- What you are asked to do -
Go through the data below and gather each line containing "purple".

Supplied entries below:

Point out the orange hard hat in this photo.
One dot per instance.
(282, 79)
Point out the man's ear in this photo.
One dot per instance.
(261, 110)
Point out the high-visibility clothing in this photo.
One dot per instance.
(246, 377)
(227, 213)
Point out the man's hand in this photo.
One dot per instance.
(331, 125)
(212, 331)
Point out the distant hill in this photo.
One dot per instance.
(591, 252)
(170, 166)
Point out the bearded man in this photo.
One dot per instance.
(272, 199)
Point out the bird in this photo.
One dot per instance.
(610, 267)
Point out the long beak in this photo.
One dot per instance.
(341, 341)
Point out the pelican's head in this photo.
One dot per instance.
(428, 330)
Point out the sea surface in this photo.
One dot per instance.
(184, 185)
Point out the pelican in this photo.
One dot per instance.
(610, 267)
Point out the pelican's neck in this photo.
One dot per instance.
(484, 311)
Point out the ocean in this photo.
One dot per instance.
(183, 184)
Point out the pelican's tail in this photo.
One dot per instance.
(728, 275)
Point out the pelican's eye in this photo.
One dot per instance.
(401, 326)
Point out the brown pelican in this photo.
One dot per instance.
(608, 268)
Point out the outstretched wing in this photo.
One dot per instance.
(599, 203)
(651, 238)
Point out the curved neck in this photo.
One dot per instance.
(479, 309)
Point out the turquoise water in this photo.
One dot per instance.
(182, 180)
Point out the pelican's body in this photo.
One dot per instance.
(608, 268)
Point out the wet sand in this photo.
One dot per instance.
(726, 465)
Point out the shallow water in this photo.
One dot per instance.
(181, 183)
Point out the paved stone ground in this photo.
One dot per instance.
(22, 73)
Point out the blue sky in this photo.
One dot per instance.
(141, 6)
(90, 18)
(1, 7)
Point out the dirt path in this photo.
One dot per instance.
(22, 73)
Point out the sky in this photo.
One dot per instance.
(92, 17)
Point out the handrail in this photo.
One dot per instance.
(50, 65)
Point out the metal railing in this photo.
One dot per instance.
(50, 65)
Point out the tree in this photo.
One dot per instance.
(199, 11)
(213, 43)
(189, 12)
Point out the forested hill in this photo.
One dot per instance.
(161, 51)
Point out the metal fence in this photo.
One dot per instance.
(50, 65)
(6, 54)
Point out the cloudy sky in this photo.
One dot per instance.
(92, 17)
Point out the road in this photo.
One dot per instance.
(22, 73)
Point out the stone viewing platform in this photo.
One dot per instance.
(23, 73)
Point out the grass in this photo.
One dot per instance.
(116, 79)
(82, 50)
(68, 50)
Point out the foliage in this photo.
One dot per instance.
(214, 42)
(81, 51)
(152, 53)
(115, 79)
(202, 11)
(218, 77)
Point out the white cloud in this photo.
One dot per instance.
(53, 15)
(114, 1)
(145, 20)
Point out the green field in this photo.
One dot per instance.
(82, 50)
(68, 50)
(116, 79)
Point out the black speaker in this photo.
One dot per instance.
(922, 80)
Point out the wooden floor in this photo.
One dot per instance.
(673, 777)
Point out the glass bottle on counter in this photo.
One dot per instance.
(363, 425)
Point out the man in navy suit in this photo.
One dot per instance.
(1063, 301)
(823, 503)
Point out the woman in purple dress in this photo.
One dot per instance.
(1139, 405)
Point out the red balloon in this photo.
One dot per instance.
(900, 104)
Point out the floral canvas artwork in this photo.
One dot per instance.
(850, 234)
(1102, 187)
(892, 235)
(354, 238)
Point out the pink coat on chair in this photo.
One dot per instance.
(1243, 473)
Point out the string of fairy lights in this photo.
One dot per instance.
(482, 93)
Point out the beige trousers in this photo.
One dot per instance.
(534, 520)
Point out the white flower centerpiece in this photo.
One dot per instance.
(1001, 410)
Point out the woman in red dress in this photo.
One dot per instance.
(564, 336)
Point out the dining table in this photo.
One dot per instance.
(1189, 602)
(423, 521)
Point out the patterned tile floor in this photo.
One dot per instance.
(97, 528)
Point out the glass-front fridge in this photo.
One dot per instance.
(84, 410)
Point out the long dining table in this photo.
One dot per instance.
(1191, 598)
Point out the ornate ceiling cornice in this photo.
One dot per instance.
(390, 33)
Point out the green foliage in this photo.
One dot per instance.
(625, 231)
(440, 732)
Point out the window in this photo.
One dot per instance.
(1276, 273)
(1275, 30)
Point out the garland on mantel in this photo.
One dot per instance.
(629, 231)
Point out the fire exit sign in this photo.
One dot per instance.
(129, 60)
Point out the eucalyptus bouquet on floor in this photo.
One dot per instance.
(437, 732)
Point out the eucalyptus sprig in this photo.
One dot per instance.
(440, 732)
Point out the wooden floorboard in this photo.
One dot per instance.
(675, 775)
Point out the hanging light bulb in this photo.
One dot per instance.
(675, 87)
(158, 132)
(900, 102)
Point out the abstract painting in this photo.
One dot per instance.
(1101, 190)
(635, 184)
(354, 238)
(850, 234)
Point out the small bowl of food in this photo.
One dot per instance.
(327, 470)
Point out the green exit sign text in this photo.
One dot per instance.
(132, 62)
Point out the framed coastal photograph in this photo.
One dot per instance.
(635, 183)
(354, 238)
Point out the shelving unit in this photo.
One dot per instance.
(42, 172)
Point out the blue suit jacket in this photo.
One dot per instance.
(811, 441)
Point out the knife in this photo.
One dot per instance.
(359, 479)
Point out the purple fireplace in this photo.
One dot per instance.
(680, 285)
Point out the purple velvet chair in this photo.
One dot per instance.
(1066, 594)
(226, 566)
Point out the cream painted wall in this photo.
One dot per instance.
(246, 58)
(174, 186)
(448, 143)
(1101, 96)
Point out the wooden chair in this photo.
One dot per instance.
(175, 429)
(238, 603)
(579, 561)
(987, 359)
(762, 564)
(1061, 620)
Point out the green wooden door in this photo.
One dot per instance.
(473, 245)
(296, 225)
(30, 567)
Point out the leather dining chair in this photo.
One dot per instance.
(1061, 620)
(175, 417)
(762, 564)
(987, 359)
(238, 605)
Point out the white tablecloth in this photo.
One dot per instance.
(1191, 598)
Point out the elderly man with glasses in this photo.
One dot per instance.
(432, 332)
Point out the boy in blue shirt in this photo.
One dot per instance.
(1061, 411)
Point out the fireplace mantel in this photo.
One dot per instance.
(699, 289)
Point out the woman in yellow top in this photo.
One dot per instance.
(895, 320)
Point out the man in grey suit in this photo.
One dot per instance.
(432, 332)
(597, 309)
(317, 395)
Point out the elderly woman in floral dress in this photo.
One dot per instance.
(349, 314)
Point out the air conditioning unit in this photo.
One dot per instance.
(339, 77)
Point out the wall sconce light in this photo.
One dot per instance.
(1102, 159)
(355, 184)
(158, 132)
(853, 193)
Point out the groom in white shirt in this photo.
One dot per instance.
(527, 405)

End of Supplied entries.

- Result of the exercise -
Point out the woman in purple dress in this photo.
Point out the purple fireplace in this photo.
Point out the purple velvet chair in this photo.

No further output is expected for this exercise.